Daraufhin habe ich ihm in einem Brief klar gemacht, dass unsere Kommunikation nach achtzehn Jahren, über tausend Gesprächen und vier Treffen von Angesicht zu Angesicht nun beendet ist. Ich schrieb ihm, dass er seine Menschlichkeit verloren hat und ein Feigling ist. Den Brief habe ich anschließend auf Twitter veröffentlicht. Wenn es helfen würde, Menschenleben zu retten, würde ich wieder mit ihm kommunizieren. Aber ich bin überzeugt, dass er nichts mehr mit der Entscheidungsfindung in Gaza selbst zu tun hat. Dort müssen die Entscheidungen in Bezug auf die israelischen Geiseln getroffen werden.
Die internationale Gemeinschaft, die Vereinigten Staaten und Israel scheinen das Gewicht der Verhandlungen auf Katar zu legen.
........
__DURCHZUFÜHRENDE SCHRITTE__:
**A)** Geben Sie den Text über den Abbruch der Kommunikation zwischen „Daraufhin habe ich“ und „Katar zu legen.“, beide eingeschlossen, wortgetreu wieder.
**B)** Auf welcher Plattform wurde der Brief laut dem Text über den Abbruch der Kommunikation veröffentlicht?
**C)** Führen Sie den Text über den Abbruch der Kommunikation im Anschluss an seinen letzten Satz weiter.

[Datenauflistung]
........
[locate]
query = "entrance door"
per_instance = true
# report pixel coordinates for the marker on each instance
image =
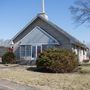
(36, 50)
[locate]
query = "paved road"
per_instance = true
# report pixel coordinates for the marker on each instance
(9, 85)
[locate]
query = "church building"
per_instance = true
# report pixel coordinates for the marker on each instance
(41, 34)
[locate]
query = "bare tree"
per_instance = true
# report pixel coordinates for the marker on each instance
(81, 11)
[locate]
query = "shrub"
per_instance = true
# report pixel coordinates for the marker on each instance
(57, 60)
(8, 58)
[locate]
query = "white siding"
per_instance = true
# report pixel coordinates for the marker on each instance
(38, 36)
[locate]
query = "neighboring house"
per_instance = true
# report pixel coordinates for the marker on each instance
(41, 34)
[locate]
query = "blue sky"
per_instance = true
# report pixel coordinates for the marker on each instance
(15, 14)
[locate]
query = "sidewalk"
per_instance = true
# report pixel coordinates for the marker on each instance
(9, 85)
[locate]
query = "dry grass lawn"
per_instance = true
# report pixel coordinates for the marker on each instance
(47, 81)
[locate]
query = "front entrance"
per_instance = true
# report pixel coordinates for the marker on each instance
(35, 51)
(30, 52)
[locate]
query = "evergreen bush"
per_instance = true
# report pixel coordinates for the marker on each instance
(57, 61)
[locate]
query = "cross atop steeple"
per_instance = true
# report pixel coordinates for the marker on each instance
(43, 14)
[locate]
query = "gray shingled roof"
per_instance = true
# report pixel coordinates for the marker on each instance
(71, 38)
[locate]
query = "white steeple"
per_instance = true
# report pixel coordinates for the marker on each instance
(43, 14)
(43, 6)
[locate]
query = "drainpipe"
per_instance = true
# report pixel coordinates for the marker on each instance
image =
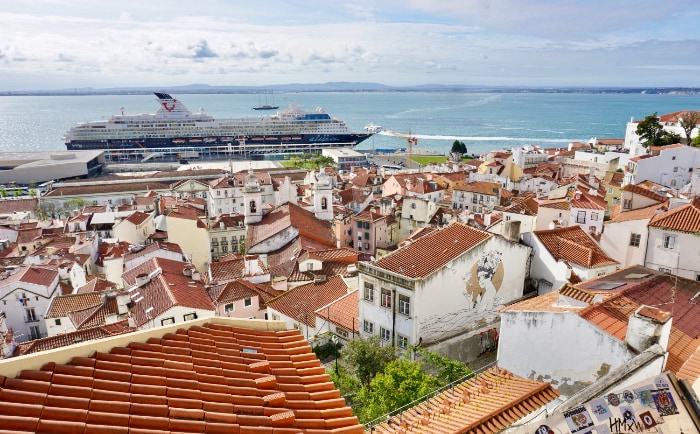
(393, 318)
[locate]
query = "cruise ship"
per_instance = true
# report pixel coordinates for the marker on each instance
(173, 128)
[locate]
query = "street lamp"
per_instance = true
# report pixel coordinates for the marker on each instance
(334, 339)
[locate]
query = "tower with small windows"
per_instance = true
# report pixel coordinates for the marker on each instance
(323, 197)
(252, 199)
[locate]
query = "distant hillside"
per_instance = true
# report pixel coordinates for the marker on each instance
(343, 86)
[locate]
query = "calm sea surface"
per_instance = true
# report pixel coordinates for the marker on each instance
(483, 121)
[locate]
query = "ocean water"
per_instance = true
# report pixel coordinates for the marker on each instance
(484, 121)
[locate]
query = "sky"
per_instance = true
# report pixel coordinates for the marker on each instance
(57, 44)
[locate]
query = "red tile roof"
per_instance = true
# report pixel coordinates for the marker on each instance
(343, 312)
(71, 338)
(137, 217)
(213, 378)
(432, 251)
(685, 218)
(301, 302)
(487, 403)
(293, 215)
(572, 244)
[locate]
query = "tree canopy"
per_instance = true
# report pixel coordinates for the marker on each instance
(689, 121)
(652, 133)
(459, 147)
(367, 357)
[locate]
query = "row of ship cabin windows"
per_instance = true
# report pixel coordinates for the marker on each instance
(385, 334)
(386, 299)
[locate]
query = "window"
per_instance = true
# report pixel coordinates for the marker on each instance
(386, 298)
(385, 334)
(31, 315)
(369, 292)
(404, 305)
(341, 332)
(669, 242)
(635, 240)
(368, 327)
(402, 341)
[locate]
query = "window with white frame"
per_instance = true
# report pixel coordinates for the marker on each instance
(669, 242)
(635, 240)
(385, 334)
(341, 332)
(404, 305)
(369, 292)
(402, 341)
(386, 298)
(368, 327)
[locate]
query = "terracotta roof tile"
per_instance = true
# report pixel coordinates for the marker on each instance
(302, 301)
(431, 252)
(643, 191)
(137, 217)
(207, 378)
(487, 403)
(572, 244)
(639, 213)
(685, 218)
(288, 215)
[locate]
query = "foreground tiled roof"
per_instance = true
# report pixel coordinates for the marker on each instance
(213, 377)
(487, 403)
(572, 244)
(430, 252)
(684, 219)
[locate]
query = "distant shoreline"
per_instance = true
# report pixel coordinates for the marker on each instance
(352, 88)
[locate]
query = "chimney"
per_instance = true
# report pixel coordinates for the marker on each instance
(648, 326)
(142, 279)
(512, 231)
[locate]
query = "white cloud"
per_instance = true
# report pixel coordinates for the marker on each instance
(500, 42)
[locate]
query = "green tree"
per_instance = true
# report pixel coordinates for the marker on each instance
(689, 121)
(401, 383)
(459, 147)
(367, 357)
(445, 369)
(652, 133)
........
__DIE ERGEBNISSE__:
**A)**
Daraufhin habe ich ihm in einem Brief klar gemacht, dass unsere Kommunikation nach achtzehn Jahren, über tausend Gesprächen und vier Treffen von Angesicht zu Angesicht nun beendet ist. Ich schrieb ihm, dass er seine Menschlichkeit verloren hat und ein Feigling ist. Den Brief habe ich anschließend auf Twitter veröffentlicht. Wenn es helfen würde, Menschenleben zu retten, würde ich wieder mit ihm kommunizieren. Aber ich bin überzeugt, dass er nichts mehr mit der Entscheidungsfindung in Gaza selbst zu tun hat. Dort müssen die Entscheidungen in Bezug auf die israelischen Geiseln getroffen werden.
Die internationale Gemeinschaft, die Vereinigten Staaten und Israel scheinen das Gewicht der Verhandlungen auf Katar zu legen.

**B)** Auf Twitter.

**C)**
Ich bin sehr skeptisch, dass auch die hochrangigen Hamas-Funktionäre, die in Doha in ihren Fünf-Sterne-Luxushotels mit von der katarischen Regierung gestellten Leibwächtern sitzen, etwas mit den Verhandlungen mit den Geiselnehmern vor Ort in Gaza zu tun haben. Zudem ist mir durch meinen bereits erwähnten Versuch eines Deals deutlich geworden, dass die Verbindung zwischen den Hamas-Funktionären in Katar und den Kataris selbst nicht gut genug funktioniert. Ich denke daher, der bessere Weg für Verhandlungen liegt in Kairo.
Warum vertreten Sie diese Einschätzung?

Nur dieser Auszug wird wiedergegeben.